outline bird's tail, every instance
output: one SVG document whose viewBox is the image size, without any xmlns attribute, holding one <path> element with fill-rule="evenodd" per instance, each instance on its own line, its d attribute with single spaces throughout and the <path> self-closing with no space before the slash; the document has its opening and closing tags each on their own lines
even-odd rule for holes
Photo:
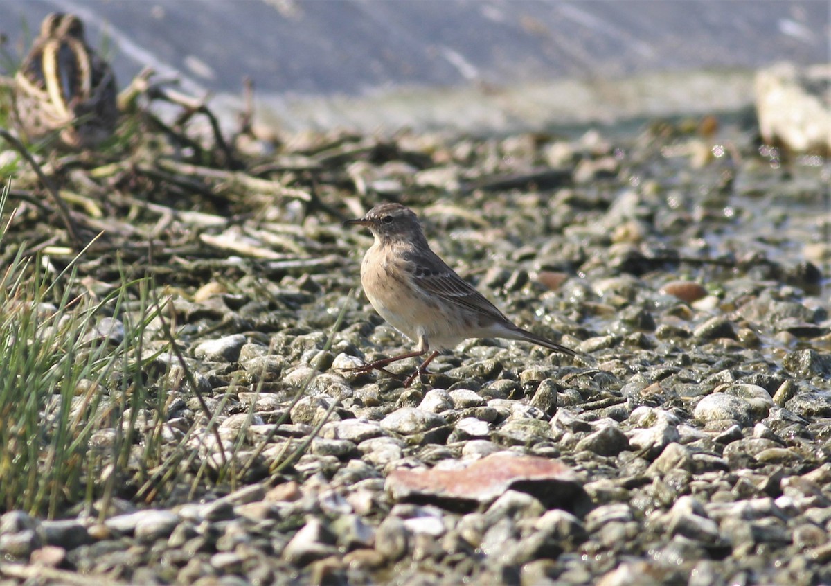
<svg viewBox="0 0 831 586">
<path fill-rule="evenodd" d="M 567 348 L 565 346 L 561 346 L 559 344 L 554 343 L 551 340 L 547 340 L 542 336 L 538 336 L 535 333 L 531 333 L 528 330 L 524 330 L 522 327 L 517 327 L 515 330 L 512 329 L 512 333 L 514 334 L 514 339 L 515 340 L 524 340 L 525 342 L 530 342 L 533 344 L 537 344 L 538 346 L 543 346 L 547 348 L 551 348 L 552 350 L 556 350 L 557 352 L 563 352 L 563 354 L 568 354 L 568 356 L 579 356 L 576 352 L 571 348 Z"/>
</svg>

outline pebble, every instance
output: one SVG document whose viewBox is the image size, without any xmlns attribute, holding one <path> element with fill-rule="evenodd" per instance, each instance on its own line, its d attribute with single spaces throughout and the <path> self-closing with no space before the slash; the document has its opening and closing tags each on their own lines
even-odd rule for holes
<svg viewBox="0 0 831 586">
<path fill-rule="evenodd" d="M 206 340 L 194 348 L 194 356 L 211 362 L 234 362 L 239 358 L 239 352 L 247 341 L 243 334 Z"/>
<path fill-rule="evenodd" d="M 447 421 L 444 417 L 414 407 L 402 407 L 381 421 L 382 430 L 402 436 L 423 433 L 445 425 Z"/>
<path fill-rule="evenodd" d="M 698 401 L 693 416 L 702 423 L 728 420 L 747 426 L 753 421 L 753 409 L 748 401 L 737 396 L 714 393 Z"/>
</svg>

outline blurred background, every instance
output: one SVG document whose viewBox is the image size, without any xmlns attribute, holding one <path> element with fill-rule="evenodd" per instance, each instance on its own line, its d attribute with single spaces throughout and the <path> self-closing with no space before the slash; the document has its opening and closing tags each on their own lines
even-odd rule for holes
<svg viewBox="0 0 831 586">
<path fill-rule="evenodd" d="M 261 121 L 515 131 L 735 111 L 778 62 L 829 61 L 828 2 L 0 0 L 19 58 L 72 12 L 120 86 L 143 66 L 209 93 L 226 121 L 254 84 Z"/>
</svg>

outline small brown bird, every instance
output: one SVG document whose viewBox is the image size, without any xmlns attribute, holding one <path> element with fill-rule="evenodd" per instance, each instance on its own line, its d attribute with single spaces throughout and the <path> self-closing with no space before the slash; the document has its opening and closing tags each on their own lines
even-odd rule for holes
<svg viewBox="0 0 831 586">
<path fill-rule="evenodd" d="M 393 327 L 418 342 L 413 352 L 347 370 L 389 373 L 387 365 L 430 352 L 404 382 L 409 387 L 440 350 L 451 349 L 468 337 L 523 340 L 577 356 L 515 325 L 456 274 L 430 250 L 418 218 L 408 208 L 381 204 L 363 218 L 344 224 L 366 226 L 375 236 L 361 264 L 361 283 L 369 302 Z"/>
<path fill-rule="evenodd" d="M 118 119 L 116 76 L 86 44 L 74 14 L 53 12 L 14 77 L 17 126 L 29 140 L 52 132 L 71 148 L 95 146 Z"/>
</svg>

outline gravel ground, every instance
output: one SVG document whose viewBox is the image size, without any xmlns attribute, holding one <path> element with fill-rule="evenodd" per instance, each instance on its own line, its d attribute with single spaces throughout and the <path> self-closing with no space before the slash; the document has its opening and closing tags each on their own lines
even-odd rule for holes
<svg viewBox="0 0 831 586">
<path fill-rule="evenodd" d="M 298 190 L 276 195 L 113 180 L 106 211 L 140 233 L 170 210 L 156 274 L 177 342 L 223 441 L 267 441 L 263 465 L 236 490 L 150 507 L 128 481 L 102 522 L 6 512 L 3 584 L 831 582 L 829 167 L 760 147 L 748 120 L 238 141 L 248 169 L 271 161 L 258 176 Z M 412 348 L 360 290 L 370 238 L 341 224 L 383 200 L 411 206 L 507 315 L 584 357 L 470 340 L 409 389 L 343 372 Z M 157 362 L 171 437 L 196 426 L 211 458 L 192 389 Z M 321 423 L 291 467 L 263 471 Z"/>
</svg>

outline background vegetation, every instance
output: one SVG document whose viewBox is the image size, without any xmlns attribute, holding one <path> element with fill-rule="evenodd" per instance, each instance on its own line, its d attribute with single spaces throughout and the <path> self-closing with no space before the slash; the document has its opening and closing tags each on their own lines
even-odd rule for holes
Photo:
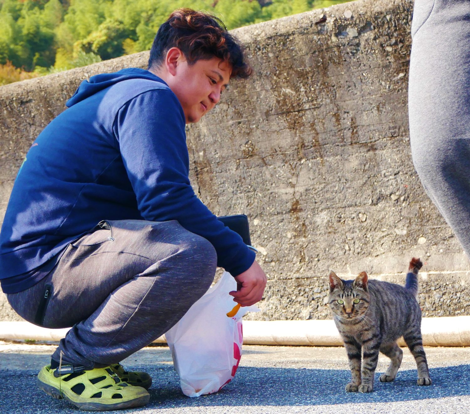
<svg viewBox="0 0 470 414">
<path fill-rule="evenodd" d="M 0 85 L 150 49 L 180 7 L 228 29 L 351 0 L 0 0 Z"/>
</svg>

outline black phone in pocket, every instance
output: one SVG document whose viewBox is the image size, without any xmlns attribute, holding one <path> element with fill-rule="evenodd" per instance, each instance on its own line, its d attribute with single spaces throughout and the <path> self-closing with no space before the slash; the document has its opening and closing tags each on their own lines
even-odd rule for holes
<svg viewBox="0 0 470 414">
<path fill-rule="evenodd" d="M 252 250 L 258 250 L 251 246 L 250 237 L 250 227 L 248 226 L 248 218 L 244 214 L 235 214 L 233 216 L 222 216 L 218 217 L 219 220 L 230 230 L 238 233 L 243 239 L 243 242 Z"/>
</svg>

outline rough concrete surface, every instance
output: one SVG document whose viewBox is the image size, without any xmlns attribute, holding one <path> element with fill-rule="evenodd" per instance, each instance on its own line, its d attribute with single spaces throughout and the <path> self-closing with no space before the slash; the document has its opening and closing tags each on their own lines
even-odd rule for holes
<svg viewBox="0 0 470 414">
<path fill-rule="evenodd" d="M 55 345 L 0 343 L 1 414 L 76 413 L 68 402 L 54 399 L 36 386 L 39 370 L 49 363 Z M 470 408 L 470 348 L 426 348 L 432 385 L 416 384 L 416 364 L 403 349 L 403 360 L 392 383 L 378 382 L 389 360 L 382 354 L 375 389 L 346 392 L 351 373 L 343 347 L 245 346 L 234 379 L 220 392 L 197 398 L 184 396 L 166 346 L 145 348 L 123 361 L 153 379 L 144 407 L 123 413 L 208 414 L 293 413 L 446 413 Z M 18 392 L 18 391 L 20 392 Z M 27 395 L 27 398 L 25 396 Z"/>
<path fill-rule="evenodd" d="M 254 319 L 330 318 L 330 269 L 404 282 L 425 262 L 426 316 L 469 314 L 470 266 L 426 195 L 409 145 L 410 0 L 359 0 L 236 29 L 254 69 L 188 128 L 191 182 L 250 219 L 268 274 Z M 0 217 L 37 134 L 79 82 L 145 67 L 142 52 L 0 88 Z M 460 296 L 459 296 L 460 295 Z M 17 320 L 4 299 L 0 320 Z"/>
</svg>

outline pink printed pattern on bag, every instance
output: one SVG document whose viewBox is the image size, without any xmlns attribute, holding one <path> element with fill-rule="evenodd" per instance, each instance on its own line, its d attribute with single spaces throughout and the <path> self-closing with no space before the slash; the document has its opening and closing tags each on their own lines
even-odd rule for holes
<svg viewBox="0 0 470 414">
<path fill-rule="evenodd" d="M 231 381 L 234 377 L 235 376 L 235 374 L 236 372 L 237 369 L 238 368 L 238 365 L 240 365 L 240 360 L 242 359 L 241 346 L 242 344 L 243 344 L 243 324 L 242 322 L 237 322 L 237 331 L 236 333 L 234 333 L 234 335 L 236 335 L 237 333 L 238 334 L 238 339 L 240 345 L 239 345 L 238 344 L 237 344 L 236 342 L 234 342 L 234 359 L 235 359 L 236 361 L 236 363 L 232 367 L 232 378 L 227 380 L 227 381 L 226 381 L 225 383 L 220 387 L 220 388 L 217 390 L 218 391 L 220 391 L 222 388 L 224 388 L 224 387 Z M 237 338 L 235 337 L 235 339 L 236 341 Z"/>
</svg>

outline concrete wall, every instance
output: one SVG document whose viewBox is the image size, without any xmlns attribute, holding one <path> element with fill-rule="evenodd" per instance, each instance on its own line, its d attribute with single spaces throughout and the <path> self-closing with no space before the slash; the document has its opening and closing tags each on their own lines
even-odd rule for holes
<svg viewBox="0 0 470 414">
<path fill-rule="evenodd" d="M 191 182 L 219 215 L 244 213 L 268 275 L 252 319 L 330 317 L 329 269 L 403 283 L 425 262 L 427 316 L 466 313 L 468 260 L 412 164 L 413 3 L 359 0 L 234 31 L 255 70 L 188 129 Z M 0 88 L 0 217 L 31 142 L 84 78 L 147 52 Z M 463 301 L 464 302 L 464 301 Z M 16 317 L 3 302 L 2 317 Z"/>
</svg>

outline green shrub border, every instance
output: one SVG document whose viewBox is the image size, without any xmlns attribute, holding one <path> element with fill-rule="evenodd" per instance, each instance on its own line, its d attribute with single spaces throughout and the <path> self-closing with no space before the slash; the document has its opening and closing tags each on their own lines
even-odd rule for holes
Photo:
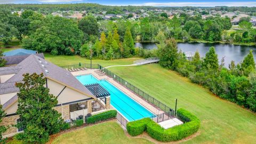
<svg viewBox="0 0 256 144">
<path fill-rule="evenodd" d="M 109 110 L 87 118 L 86 119 L 86 123 L 87 124 L 93 124 L 101 121 L 114 118 L 116 117 L 117 114 L 117 111 L 115 110 Z"/>
<path fill-rule="evenodd" d="M 180 140 L 198 131 L 200 120 L 196 116 L 180 108 L 177 111 L 177 117 L 184 124 L 165 130 L 149 118 L 146 118 L 128 123 L 127 131 L 132 136 L 146 131 L 152 138 L 163 142 Z"/>
</svg>

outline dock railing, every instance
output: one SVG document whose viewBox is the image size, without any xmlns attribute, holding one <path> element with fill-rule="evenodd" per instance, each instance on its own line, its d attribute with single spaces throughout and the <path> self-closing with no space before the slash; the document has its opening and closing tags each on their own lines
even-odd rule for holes
<svg viewBox="0 0 256 144">
<path fill-rule="evenodd" d="M 80 65 L 73 65 L 62 66 L 61 67 L 67 69 L 79 68 L 90 68 L 91 65 L 88 63 L 81 63 Z M 162 122 L 171 118 L 173 118 L 175 116 L 175 111 L 174 109 L 171 108 L 169 106 L 167 106 L 165 104 L 160 102 L 159 100 L 156 99 L 140 89 L 131 84 L 109 70 L 105 68 L 99 64 L 92 64 L 92 69 L 99 69 L 102 73 L 105 72 L 105 74 L 109 77 L 113 78 L 118 83 L 122 84 L 124 86 L 126 87 L 133 92 L 140 96 L 141 98 L 143 98 L 145 101 L 149 102 L 155 107 L 163 111 L 164 112 L 164 113 L 157 114 L 155 116 L 150 117 L 155 122 Z M 121 114 L 117 113 L 117 119 L 122 125 L 124 125 L 126 127 L 126 124 L 129 121 L 125 117 L 124 117 Z"/>
</svg>

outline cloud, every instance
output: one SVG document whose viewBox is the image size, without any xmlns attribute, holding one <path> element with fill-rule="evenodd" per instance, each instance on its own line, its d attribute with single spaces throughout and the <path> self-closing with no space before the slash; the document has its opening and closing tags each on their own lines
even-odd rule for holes
<svg viewBox="0 0 256 144">
<path fill-rule="evenodd" d="M 256 2 L 167 2 L 167 3 L 156 3 L 148 2 L 145 3 L 141 5 L 135 4 L 134 5 L 145 5 L 153 6 L 201 6 L 201 7 L 213 7 L 215 6 L 256 6 Z"/>
<path fill-rule="evenodd" d="M 71 3 L 75 2 L 82 2 L 83 0 L 39 0 L 38 2 L 42 3 Z"/>
</svg>

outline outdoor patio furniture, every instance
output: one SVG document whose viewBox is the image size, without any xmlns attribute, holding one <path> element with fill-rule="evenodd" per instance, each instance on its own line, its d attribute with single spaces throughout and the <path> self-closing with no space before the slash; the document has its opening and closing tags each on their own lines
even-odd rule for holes
<svg viewBox="0 0 256 144">
<path fill-rule="evenodd" d="M 84 109 L 85 107 L 85 106 L 84 105 L 80 105 L 79 106 L 79 107 L 81 108 L 81 109 Z"/>
<path fill-rule="evenodd" d="M 79 117 L 79 118 L 80 118 L 80 119 L 83 119 L 83 117 L 84 117 L 84 116 L 83 115 L 79 115 L 78 116 L 78 117 Z"/>
</svg>

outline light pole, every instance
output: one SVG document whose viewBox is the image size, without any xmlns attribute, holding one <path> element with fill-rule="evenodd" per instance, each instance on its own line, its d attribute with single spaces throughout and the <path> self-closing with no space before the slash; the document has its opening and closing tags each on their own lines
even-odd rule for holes
<svg viewBox="0 0 256 144">
<path fill-rule="evenodd" d="M 175 99 L 175 100 L 176 101 L 175 103 L 175 113 L 174 113 L 174 116 L 176 116 L 176 110 L 177 109 L 177 99 Z"/>
</svg>

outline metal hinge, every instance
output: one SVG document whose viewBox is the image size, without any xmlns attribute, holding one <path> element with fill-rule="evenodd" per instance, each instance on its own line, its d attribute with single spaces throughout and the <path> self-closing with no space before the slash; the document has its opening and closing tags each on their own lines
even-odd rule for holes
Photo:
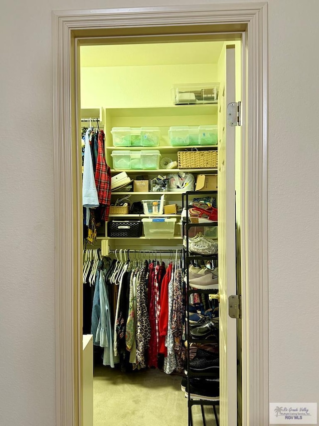
<svg viewBox="0 0 319 426">
<path fill-rule="evenodd" d="M 231 318 L 241 318 L 240 296 L 232 295 L 228 298 L 228 313 Z"/>
<path fill-rule="evenodd" d="M 227 124 L 229 126 L 241 126 L 240 102 L 231 102 L 227 105 Z"/>
</svg>

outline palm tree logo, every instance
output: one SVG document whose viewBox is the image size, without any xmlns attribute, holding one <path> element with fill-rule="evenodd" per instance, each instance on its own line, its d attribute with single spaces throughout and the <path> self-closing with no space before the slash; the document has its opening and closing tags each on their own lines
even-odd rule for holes
<svg viewBox="0 0 319 426">
<path fill-rule="evenodd" d="M 283 407 L 276 407 L 274 411 L 276 413 L 276 417 L 278 417 L 279 414 L 281 414 L 281 411 L 283 410 Z"/>
</svg>

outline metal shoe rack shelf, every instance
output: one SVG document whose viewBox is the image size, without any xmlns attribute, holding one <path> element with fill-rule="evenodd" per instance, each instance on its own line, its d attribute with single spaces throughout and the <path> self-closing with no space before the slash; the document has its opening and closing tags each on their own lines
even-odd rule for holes
<svg viewBox="0 0 319 426">
<path fill-rule="evenodd" d="M 189 208 L 189 200 L 190 196 L 197 195 L 197 196 L 200 196 L 201 195 L 217 195 L 217 191 L 188 191 L 186 192 L 183 193 L 182 195 L 182 207 L 184 207 L 186 209 L 186 219 L 183 220 L 182 223 L 182 226 L 183 229 L 183 237 L 186 237 L 186 248 L 184 248 L 183 249 L 183 256 L 184 256 L 184 264 L 185 265 L 185 269 L 188 271 L 188 267 L 189 266 L 189 264 L 192 262 L 192 261 L 194 260 L 214 260 L 217 262 L 218 261 L 218 254 L 213 254 L 213 255 L 199 255 L 199 254 L 190 254 L 189 253 L 189 241 L 188 241 L 188 234 L 189 231 L 191 228 L 193 228 L 194 227 L 211 227 L 211 226 L 216 226 L 217 225 L 217 222 L 211 222 L 210 223 L 201 223 L 200 224 L 198 223 L 191 223 L 189 221 L 189 216 L 188 214 L 188 208 Z M 188 398 L 188 426 L 193 426 L 193 418 L 192 418 L 192 407 L 193 406 L 199 405 L 200 406 L 201 410 L 201 414 L 203 419 L 203 426 L 206 426 L 206 419 L 205 417 L 205 413 L 204 411 L 204 406 L 211 406 L 212 407 L 214 416 L 215 416 L 215 420 L 216 422 L 216 426 L 219 426 L 219 420 L 217 414 L 216 407 L 219 406 L 219 400 L 216 401 L 209 401 L 207 400 L 201 399 L 201 400 L 195 400 L 193 399 L 191 395 L 190 395 L 190 379 L 191 377 L 199 377 L 200 376 L 211 376 L 212 377 L 215 377 L 215 375 L 212 373 L 207 373 L 205 372 L 200 372 L 200 373 L 195 373 L 194 372 L 192 372 L 189 368 L 189 356 L 190 356 L 190 350 L 189 350 L 189 346 L 190 343 L 206 343 L 209 344 L 210 343 L 209 340 L 207 339 L 205 340 L 201 340 L 198 339 L 193 339 L 192 338 L 190 335 L 190 328 L 189 325 L 189 297 L 191 294 L 193 294 L 194 293 L 196 294 L 208 294 L 210 295 L 210 297 L 213 299 L 217 299 L 219 301 L 219 293 L 216 294 L 216 290 L 195 290 L 194 289 L 192 289 L 189 287 L 189 277 L 188 274 L 186 274 L 186 310 L 187 310 L 187 322 L 186 322 L 186 335 L 187 339 L 187 398 Z"/>
</svg>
══════════
Goal of the exercise: Please lay out the data as a two-column CSV with the columns "input" and "target". Start at the line containing "outline metal hinge, every instance" and go through the line containing "231 318 L 241", with one row per item and each field quoted, line breaks replaced by spaces and pictures left out.

Full response:
input,target
"outline metal hinge, every instance output: one SVG document whose viewBox is the image size, without any xmlns attribute, holding one <path> element with fill-rule=""evenodd"" per instance, each instance on its own line, its d attribute with single spaces throughout and the <path> self-closing with no space before the slash; the document has its opening and closing tags each on their own lines even-odd rule for holes Photo:","<svg viewBox=""0 0 319 426""> <path fill-rule=""evenodd"" d=""M 231 318 L 241 318 L 240 296 L 232 295 L 228 298 L 228 313 Z""/>"